• [Short problem] Reproduce the listing below in full, requests included, and scale the box coordinates in each answer by 0.45, rounding to whole numbers with halves rounded up. Leave every number in the requests and their format samples unchanged.

☆ ☆ ☆ ☆ ☆

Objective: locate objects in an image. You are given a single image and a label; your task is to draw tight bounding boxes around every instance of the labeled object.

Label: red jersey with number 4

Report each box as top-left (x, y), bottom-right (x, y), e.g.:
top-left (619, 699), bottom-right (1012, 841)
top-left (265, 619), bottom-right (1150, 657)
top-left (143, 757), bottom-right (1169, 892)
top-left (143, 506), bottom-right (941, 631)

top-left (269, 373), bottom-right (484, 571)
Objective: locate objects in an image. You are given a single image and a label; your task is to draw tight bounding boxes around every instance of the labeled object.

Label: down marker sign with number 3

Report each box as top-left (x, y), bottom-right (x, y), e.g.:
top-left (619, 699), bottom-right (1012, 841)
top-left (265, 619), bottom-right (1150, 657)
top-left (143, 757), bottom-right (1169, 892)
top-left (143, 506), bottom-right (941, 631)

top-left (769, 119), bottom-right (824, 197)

☆ ☆ ☆ ☆ ☆

• [The output]
Objective: locate objects in an image. You are given a single image and a label; your task is to draw tight bounding boxes around every instance of the labeled object.

Label: red jersey with number 4

Report each box as top-left (x, y), bottom-right (x, y), e.g.:
top-left (619, 699), bottom-right (1012, 841)
top-left (265, 619), bottom-right (1150, 657)
top-left (143, 757), bottom-right (1169, 892)
top-left (143, 506), bottom-right (941, 631)

top-left (121, 168), bottom-right (218, 257)
Objective: locate objects in an image. You are given a single image and a label; your task is to draw tight bounding boxes around every instance of the labeled object.

Label: down marker sign with number 3

Report each box as top-left (x, y), bottom-right (x, y), e.g.:
top-left (619, 699), bottom-right (1012, 841)
top-left (265, 619), bottom-right (1150, 657)
top-left (143, 757), bottom-right (1169, 892)
top-left (143, 506), bottom-right (941, 631)

top-left (346, 54), bottom-right (371, 89)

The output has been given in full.